Exercise
An exact, complete copy of the lines below is the expected answer.

The input
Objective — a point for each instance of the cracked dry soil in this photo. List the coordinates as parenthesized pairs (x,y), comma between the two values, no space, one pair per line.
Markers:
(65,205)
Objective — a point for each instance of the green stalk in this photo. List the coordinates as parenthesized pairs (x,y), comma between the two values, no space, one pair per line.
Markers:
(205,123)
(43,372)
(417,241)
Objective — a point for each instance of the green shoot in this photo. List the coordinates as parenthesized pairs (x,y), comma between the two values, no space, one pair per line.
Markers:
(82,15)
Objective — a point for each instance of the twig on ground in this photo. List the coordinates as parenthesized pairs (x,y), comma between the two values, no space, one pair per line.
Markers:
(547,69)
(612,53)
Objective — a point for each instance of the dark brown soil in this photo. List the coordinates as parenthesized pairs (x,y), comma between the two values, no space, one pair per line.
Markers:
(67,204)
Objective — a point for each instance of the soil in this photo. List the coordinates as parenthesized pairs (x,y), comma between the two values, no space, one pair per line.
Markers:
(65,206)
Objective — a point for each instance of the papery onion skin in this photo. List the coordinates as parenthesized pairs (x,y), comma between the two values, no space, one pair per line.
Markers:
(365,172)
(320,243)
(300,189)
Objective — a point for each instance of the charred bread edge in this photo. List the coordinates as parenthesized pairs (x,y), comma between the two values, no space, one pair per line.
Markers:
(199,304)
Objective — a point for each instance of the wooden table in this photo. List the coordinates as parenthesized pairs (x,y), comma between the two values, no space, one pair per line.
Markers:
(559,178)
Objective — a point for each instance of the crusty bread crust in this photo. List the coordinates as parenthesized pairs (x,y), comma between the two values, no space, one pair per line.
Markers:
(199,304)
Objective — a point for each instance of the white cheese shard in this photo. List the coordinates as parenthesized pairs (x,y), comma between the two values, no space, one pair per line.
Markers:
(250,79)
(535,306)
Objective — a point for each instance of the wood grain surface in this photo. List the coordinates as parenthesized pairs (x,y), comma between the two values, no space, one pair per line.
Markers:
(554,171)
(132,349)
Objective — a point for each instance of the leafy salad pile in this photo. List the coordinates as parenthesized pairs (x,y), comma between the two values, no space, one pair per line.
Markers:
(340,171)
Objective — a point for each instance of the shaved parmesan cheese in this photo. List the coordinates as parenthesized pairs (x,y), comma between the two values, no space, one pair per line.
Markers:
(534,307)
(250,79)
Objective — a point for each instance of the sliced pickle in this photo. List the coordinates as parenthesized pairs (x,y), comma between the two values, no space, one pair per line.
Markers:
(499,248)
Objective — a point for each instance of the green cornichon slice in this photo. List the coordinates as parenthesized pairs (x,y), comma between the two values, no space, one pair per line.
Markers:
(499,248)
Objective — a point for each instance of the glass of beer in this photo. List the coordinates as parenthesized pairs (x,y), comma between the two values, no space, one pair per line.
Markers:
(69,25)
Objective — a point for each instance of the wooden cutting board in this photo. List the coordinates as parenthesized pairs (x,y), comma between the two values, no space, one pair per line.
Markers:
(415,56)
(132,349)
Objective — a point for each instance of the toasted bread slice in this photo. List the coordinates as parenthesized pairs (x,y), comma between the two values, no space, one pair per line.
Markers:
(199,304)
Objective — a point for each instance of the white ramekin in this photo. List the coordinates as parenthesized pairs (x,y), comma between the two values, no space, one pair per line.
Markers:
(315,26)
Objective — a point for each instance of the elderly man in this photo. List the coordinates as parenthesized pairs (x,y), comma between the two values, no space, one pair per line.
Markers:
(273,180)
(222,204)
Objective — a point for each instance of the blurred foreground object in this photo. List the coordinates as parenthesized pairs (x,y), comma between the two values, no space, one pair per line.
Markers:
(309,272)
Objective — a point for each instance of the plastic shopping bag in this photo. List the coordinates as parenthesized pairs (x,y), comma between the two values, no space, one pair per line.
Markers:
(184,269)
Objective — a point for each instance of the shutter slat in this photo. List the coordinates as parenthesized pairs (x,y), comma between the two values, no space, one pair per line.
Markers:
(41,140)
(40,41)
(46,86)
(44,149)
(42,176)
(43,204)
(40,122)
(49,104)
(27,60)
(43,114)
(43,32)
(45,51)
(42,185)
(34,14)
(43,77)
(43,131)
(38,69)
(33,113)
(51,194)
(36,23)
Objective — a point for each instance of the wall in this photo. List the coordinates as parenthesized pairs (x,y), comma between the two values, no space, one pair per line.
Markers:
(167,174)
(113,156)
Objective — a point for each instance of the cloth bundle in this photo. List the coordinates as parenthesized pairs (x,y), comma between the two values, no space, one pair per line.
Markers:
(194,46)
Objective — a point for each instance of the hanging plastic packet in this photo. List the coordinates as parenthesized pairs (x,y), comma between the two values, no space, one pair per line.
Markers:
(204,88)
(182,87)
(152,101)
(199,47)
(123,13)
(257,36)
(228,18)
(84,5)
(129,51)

Exercise answer
Objective — a point for each instance of the cracked dry soil in this photo. List the coordinates as parenthesized pairs (x,y), comma between the two values, no space, one pair per line.
Markers:
(65,205)
Objective — a point for each instance of the green stalk in this photo. List the coordinates as parenthesized pairs (x,y), comma between the two values, no space, one pair per line.
Markers:
(205,123)
(43,372)
(417,241)
Objective — a point for each instance of the green shoot in this photo. List the coordinates as parenthesized pairs (x,y), comma between the two values, no space, one pair per line.
Markers:
(82,15)
Objective — a point for each instance of the twig on ground in this photo. List the coordinates as parenthesized pairs (x,y), comma between the two values, no space, one pair per line.
Markers:
(547,69)
(612,53)
Objective — a point for each instance of the dark brown soil in this photo. List the coordinates as parenthesized pairs (x,y), comma between the two values, no space, one pair per line.
Markers:
(67,204)
Objective — a point for each instance of the soil in this photo. List the coordinates as parenthesized pairs (x,y), comma between the two values, no space, one pair per line.
Markers:
(65,206)
Objective — a point for each instance of the papery onion skin in this photo. List the coordinates as parenthesized pairs (x,y), comma between the two values, no space, one pair per line.
Markers:
(365,172)
(320,243)
(300,189)
Objective — a point for each instance of the charred bread edge in this photo. List the coordinates as parenthesized pairs (x,y), comma between the two values, no space, one pair per line.
Markers:
(199,304)
Objective — a point for each instance of the wooden table in this photo. List the coordinates as parenthesized pairs (x,y), comma between the two values, no space, one pair per line.
Markers:
(559,178)
Objective — a point for each instance of the crusty bread crust in this photo. List the coordinates as parenthesized pairs (x,y), comma between the two values, no space, one pair per line.
Markers:
(199,304)
Objective — a point for each instance of the white cheese shard in this photo. List the coordinates as parenthesized pairs (x,y), comma between the two values, no space, one pair per line.
Markers:
(250,79)
(535,306)
Objective — a point for each instance of the wood grain surface in this photo. List the coordinates as parenthesized pairs (x,y), comma between the two values, no space, one pair per line.
Markers:
(554,171)
(132,349)
Objective — a point for each instance of the leafy salad pile in this photo. List the coordinates as parenthesized pairs (x,y), comma between the two values, no space, one pair per line.
Markers:
(340,171)
Objective — a point for each instance of the shaved parmesan cheese in this photo. List the coordinates as parenthesized pairs (x,y), comma between the two values, no space, one pair per line.
Markers:
(534,307)
(250,79)
Objective — a point for each instance of the sliced pickle in this photo. List the coordinates as parenthesized pairs (x,y), comma between the two values, no space, one pair per line.
Markers:
(499,248)
Objective — a point for each instance of the green cornichon slice in this photo. List the coordinates as parenthesized pairs (x,y), comma between the two values, no space, one pair per line.
Markers:
(499,248)
Objective — a point for each instance of the glass of beer in this photo. List the coordinates as parenthesized pairs (x,y), comma between the two values, no space, one pair per line.
Markers:
(69,25)
Objective — a point for each instance of the wooden cutting board in this photo. List the coordinates as parenthesized pairs (x,y), comma between the two values, no space, one pair per line.
Markers:
(415,56)
(132,349)
Objective — a point for each instance of the toasted bread slice in this photo. List the coordinates as parenthesized pairs (x,y), comma between the two values, no space, one pair per line.
Markers:
(199,304)
Objective — a point for each instance of the white ramekin in this photo. List the coordinates as parenthesized pairs (x,y), comma between the two values, no space, one pair per line.
Markers:
(315,26)
Objective — a point for each instance of the elderly man in this photo. List the coordinates as parenthesized pairs (x,y), comma between the two values, no space, one pair per line.
Markers:
(273,180)
(222,204)
Objective — a point for each instance of the blurred foreground object in this photo. List the coordinates as parenthesized pairs (x,y), comma between the two values, no space, one pair per line.
Markers:
(309,272)
Objective — a point for each instance of the plastic shopping bag in this photo. List the coordinates as parenthesized pairs (x,y), comma between the two values, no space, one pair per line.
Markers:
(184,269)
Objective — a point for each instance of the shutter slat in this photo. List the coordinates as parenthesized pairs (x,y), comma between the two values, no space, one pair per line.
Markers:
(41,140)
(40,41)
(46,86)
(44,149)
(42,176)
(43,204)
(40,122)
(49,104)
(27,60)
(43,114)
(43,32)
(45,51)
(42,185)
(34,14)
(43,77)
(43,131)
(38,69)
(33,113)
(51,194)
(36,23)
Objective — a point for each instance of the wall in this photo. List the coordinates as parenthesized pairs (x,y), comma between the two values, no space, one pair per line.
Markers:
(167,174)
(113,156)
Objective — a point for each instance of the cloth bundle in this photo. List the coordinates as parenthesized pairs (x,y), comma between the two values, no space, one pair per line.
Markers:
(194,46)
Objective — a point for each instance of the hanging plastic packet in this photo. List the coordinates as parenthesized pairs (x,y), comma between the two values, no space, one pair per line.
Markers:
(204,88)
(182,87)
(152,101)
(199,47)
(123,13)
(257,36)
(228,18)
(84,5)
(129,51)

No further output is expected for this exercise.